The answer is to be the data that follows, transcribed exactly, minus its pictures.

***** Supplied data

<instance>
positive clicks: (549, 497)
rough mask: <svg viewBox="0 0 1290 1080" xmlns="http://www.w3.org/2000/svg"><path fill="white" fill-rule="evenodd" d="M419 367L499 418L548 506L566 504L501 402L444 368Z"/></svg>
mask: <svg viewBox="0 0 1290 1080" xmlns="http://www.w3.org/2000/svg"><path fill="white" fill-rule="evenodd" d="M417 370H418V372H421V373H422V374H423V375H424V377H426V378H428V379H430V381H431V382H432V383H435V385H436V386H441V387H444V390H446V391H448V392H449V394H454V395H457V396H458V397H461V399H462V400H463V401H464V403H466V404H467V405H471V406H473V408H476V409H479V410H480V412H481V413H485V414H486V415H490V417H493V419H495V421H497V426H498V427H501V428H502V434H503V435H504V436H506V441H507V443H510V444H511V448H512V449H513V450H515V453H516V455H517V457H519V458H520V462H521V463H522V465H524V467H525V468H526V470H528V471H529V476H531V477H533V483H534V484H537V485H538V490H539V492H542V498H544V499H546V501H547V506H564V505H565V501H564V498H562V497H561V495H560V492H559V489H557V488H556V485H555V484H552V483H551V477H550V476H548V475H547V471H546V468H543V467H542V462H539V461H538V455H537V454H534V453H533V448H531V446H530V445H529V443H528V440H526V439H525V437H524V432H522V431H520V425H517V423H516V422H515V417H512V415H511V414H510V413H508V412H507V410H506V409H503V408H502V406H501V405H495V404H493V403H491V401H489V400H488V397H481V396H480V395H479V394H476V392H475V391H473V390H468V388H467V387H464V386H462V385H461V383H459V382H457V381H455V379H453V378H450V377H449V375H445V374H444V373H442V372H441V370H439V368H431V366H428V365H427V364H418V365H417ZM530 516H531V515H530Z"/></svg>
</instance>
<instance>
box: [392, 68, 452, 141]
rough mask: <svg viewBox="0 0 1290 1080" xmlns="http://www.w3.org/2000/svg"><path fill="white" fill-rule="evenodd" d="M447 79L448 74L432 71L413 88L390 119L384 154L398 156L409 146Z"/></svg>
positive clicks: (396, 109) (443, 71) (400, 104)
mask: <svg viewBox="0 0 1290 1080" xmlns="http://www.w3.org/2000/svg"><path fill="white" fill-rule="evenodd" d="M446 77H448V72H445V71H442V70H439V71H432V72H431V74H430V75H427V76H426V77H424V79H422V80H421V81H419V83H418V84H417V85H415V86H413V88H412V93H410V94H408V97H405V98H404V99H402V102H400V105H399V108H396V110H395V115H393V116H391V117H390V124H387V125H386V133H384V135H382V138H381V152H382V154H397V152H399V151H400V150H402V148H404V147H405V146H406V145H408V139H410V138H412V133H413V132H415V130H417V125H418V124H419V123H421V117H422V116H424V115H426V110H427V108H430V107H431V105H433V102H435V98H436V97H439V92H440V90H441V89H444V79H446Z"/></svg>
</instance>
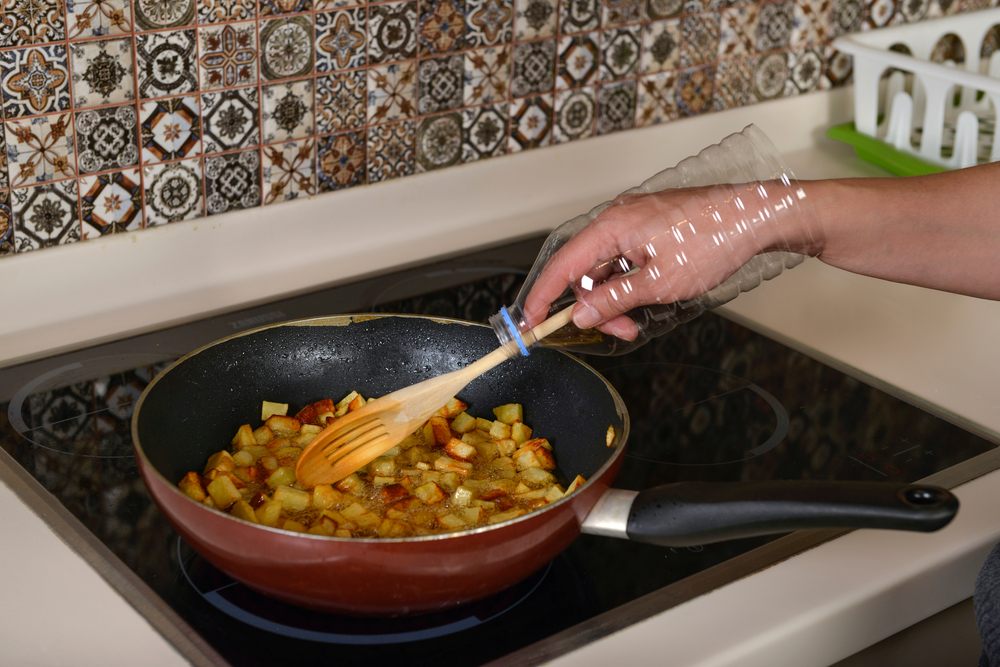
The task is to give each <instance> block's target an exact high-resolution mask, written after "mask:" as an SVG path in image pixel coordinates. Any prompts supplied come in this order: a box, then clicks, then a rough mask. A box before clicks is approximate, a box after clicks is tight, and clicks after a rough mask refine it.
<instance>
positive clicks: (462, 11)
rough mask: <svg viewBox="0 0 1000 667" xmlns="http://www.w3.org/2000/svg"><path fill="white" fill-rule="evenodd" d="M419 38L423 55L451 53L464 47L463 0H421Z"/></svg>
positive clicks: (418, 32)
mask: <svg viewBox="0 0 1000 667" xmlns="http://www.w3.org/2000/svg"><path fill="white" fill-rule="evenodd" d="M417 40H418V42H419V46H420V55H421V56H433V55H437V54H441V53H451V52H453V51H457V50H459V49H462V48H464V47H465V3H464V2H463V0H420V18H419V23H418V25H417Z"/></svg>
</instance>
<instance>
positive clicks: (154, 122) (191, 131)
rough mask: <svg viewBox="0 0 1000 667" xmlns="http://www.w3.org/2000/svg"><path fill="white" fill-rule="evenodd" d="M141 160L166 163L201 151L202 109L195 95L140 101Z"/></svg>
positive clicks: (144, 161) (196, 97)
mask: <svg viewBox="0 0 1000 667" xmlns="http://www.w3.org/2000/svg"><path fill="white" fill-rule="evenodd" d="M139 123H140V129H139V132H140V137H139V140H140V141H141V142H142V162H143V164H150V163H153V162H165V161H167V160H176V159H178V158H184V157H193V156H195V155H198V154H200V153H201V109H200V106H199V104H198V98H197V97H196V96H193V95H192V96H190V97H173V98H170V99H165V100H158V101H156V102H142V103H141V104H139Z"/></svg>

**********

▶ [Answer box]
<instance>
positive clicks: (549, 497)
rough mask: <svg viewBox="0 0 1290 1080" xmlns="http://www.w3.org/2000/svg"><path fill="white" fill-rule="evenodd" d="M419 367L499 418L548 506L566 504L501 402L444 368Z"/></svg>
mask: <svg viewBox="0 0 1290 1080" xmlns="http://www.w3.org/2000/svg"><path fill="white" fill-rule="evenodd" d="M417 370H418V372H421V373H422V374H423V375H424V377H426V378H428V379H430V381H431V382H432V383H435V385H436V386H441V387H444V390H446V391H448V392H449V394H454V395H457V396H458V397H461V399H462V400H463V401H464V403H466V404H467V405H471V406H473V408H476V409H479V410H480V412H481V413H485V414H486V415H490V417H493V419H495V421H497V426H498V427H501V428H502V434H503V435H504V436H506V441H507V443H510V444H511V448H512V449H513V450H515V453H516V455H517V457H519V458H520V462H521V463H522V465H524V467H525V468H526V470H528V471H529V476H531V477H533V483H534V484H537V485H538V490H539V492H542V498H544V499H546V501H547V506H564V505H565V501H564V498H562V497H561V495H560V492H559V489H557V488H556V485H555V484H552V483H551V477H550V476H548V475H547V471H546V468H543V467H542V462H539V461H538V455H537V454H534V453H533V448H531V446H530V445H529V443H528V440H526V439H525V437H524V432H522V431H520V425H517V423H516V422H515V417H512V415H511V414H510V413H508V412H507V410H506V409H503V408H502V406H501V405H495V404H493V403H491V401H489V400H488V397H481V396H480V395H479V394H476V392H475V391H473V390H468V388H467V387H464V386H462V385H461V383H459V382H457V381H455V379H453V378H450V377H449V375H445V374H444V373H442V372H441V370H439V368H431V366H428V365H427V364H418V365H417ZM530 516H531V515H530Z"/></svg>
</instance>
<instance>
box: [392, 68, 452, 141]
rough mask: <svg viewBox="0 0 1290 1080" xmlns="http://www.w3.org/2000/svg"><path fill="white" fill-rule="evenodd" d="M447 79L448 74L432 71L413 88L390 119L384 154L398 156L409 146Z"/></svg>
positive clicks: (396, 109) (443, 71) (400, 104)
mask: <svg viewBox="0 0 1290 1080" xmlns="http://www.w3.org/2000/svg"><path fill="white" fill-rule="evenodd" d="M446 77H448V72H445V71H442V70H439V71H432V72H431V74H430V75H427V76H426V77H424V79H422V80H421V81H419V83H418V84H417V85H415V86H413V88H412V93H410V94H408V97H405V98H404V99H402V102H400V105H399V108H396V110H395V115H393V116H391V117H390V124H387V125H386V133H384V135H382V138H381V152H382V154H397V152H399V151H400V150H402V148H404V147H405V146H406V145H408V139H410V138H412V133H413V132H415V130H417V125H418V124H419V123H421V117H422V116H424V115H426V110H427V108H430V107H431V105H433V102H435V98H436V97H439V92H440V90H441V89H444V79H446Z"/></svg>
</instance>
The task is to give each <instance> block's target an exact high-resolution mask, written after "mask:" as an SVG path in image pixel coordinates. Any prompts supplied come in this order: a box, then clicks, then a rough mask. A box before clicks is approximate, a box after clicks is tight, and clicks after a rough mask refine it.
<instance>
positive clicks: (462, 11)
rough mask: <svg viewBox="0 0 1000 667" xmlns="http://www.w3.org/2000/svg"><path fill="white" fill-rule="evenodd" d="M419 38L423 55L451 53L464 47L463 0H421Z"/></svg>
positive clicks: (418, 32)
mask: <svg viewBox="0 0 1000 667" xmlns="http://www.w3.org/2000/svg"><path fill="white" fill-rule="evenodd" d="M417 40H418V42H419V46H420V55H421V56H433V55H437V54H441V53H451V52H453V51H457V50H459V49H462V48H464V47H465V3H464V2H463V0H420V18H419V23H418V25H417Z"/></svg>
</instance>
<instance>
positive clicks: (154, 122) (191, 131)
rough mask: <svg viewBox="0 0 1000 667" xmlns="http://www.w3.org/2000/svg"><path fill="white" fill-rule="evenodd" d="M141 160L166 163L201 151L202 109L195 95L140 101Z"/></svg>
positive clicks: (144, 161) (196, 97)
mask: <svg viewBox="0 0 1000 667" xmlns="http://www.w3.org/2000/svg"><path fill="white" fill-rule="evenodd" d="M139 123H140V129H139V132H140V137H139V140H140V141H141V142H142V162H143V164H150V163H153V162H165V161H167V160H176V159H178V158H184V157H193V156H195V155H198V154H200V153H201V109H200V106H199V104H198V98H197V97H196V96H193V95H192V96H190V97H173V98H170V99H165V100H158V101H156V102H142V103H141V104H139Z"/></svg>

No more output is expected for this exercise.